[Exercise]:
In the text excerpt about the service dog Stitch, in which city was the ASA conference that Stitch attended?

[Text excerpt]:
+--

Unexpected Benefits and Challenges
Stitch received a good deal of training before we got him and we continued to work with a local trainer afterwards. MJ was very involved, attended all the classes, lead Stitch through most of the exercises and practiced at home. He was proud of his role in the training and he had the opportunity to enjoy satisfaction in his success. This was a huge benefit, and we used it as an opportunity to both celebrate and further develop MJ’s skills.
Stitch is definitely a social bridge for the family. Stitch gets lots of attention in public, especially when we are at an event centered around Autism. When Stitch spent some time with us at the ASA conference in Providence this summer, we rarely walked more than 30 feet without stopping for someone. There have been numerous opportunities in which everyone in the family has shared some extra attention because of Stitch.

+--

[Items from a data source]

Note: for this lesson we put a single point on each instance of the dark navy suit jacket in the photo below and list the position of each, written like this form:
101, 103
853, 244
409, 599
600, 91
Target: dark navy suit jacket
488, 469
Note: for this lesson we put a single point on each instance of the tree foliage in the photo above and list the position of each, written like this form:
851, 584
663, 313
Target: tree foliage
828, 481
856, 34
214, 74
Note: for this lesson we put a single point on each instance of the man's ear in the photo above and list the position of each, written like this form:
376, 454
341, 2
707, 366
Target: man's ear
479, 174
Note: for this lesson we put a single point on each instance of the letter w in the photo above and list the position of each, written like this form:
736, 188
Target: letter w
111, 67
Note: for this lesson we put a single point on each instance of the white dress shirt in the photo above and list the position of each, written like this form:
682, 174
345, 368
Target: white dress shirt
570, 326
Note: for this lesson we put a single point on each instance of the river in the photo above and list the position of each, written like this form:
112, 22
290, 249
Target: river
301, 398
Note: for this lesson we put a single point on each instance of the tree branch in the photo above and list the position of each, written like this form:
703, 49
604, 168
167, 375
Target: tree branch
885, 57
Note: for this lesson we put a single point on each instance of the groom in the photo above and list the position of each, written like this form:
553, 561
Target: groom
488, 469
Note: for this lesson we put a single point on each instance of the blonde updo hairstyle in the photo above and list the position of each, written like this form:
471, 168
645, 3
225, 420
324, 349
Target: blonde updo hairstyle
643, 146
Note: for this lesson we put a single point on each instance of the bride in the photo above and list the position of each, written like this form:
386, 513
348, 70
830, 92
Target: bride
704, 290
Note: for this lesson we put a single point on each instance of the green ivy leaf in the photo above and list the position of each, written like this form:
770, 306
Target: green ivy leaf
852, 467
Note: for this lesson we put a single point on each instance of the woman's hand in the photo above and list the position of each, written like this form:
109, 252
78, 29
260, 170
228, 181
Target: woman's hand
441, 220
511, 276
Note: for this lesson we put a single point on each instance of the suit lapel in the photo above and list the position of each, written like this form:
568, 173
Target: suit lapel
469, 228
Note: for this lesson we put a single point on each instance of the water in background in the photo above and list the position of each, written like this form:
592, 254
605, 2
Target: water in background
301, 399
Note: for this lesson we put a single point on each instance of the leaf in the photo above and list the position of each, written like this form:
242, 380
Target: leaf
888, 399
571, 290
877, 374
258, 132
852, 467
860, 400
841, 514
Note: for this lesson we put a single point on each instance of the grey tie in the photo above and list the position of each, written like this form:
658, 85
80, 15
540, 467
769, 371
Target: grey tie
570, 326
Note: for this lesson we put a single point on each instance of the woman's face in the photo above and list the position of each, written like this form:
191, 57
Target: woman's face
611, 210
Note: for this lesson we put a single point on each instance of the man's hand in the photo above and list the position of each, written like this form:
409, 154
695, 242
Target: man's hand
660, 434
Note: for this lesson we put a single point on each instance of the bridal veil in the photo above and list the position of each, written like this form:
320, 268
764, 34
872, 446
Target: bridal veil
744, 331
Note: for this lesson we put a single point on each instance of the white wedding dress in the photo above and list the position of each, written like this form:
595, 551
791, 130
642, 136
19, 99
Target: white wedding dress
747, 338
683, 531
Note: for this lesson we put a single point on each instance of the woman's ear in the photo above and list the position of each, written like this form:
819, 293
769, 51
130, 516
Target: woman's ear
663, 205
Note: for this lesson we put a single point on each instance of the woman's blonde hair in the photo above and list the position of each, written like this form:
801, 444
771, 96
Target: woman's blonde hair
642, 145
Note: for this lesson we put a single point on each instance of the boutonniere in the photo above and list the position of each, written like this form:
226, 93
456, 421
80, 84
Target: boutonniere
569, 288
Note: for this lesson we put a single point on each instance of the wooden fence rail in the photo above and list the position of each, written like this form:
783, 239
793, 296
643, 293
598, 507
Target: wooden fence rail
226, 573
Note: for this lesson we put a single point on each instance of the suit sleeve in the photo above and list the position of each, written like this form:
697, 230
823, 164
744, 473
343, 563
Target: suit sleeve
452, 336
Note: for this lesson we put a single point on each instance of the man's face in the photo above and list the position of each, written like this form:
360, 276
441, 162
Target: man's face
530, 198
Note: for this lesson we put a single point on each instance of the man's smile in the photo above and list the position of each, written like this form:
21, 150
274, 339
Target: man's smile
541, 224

+--

[Exercise result]:
Providence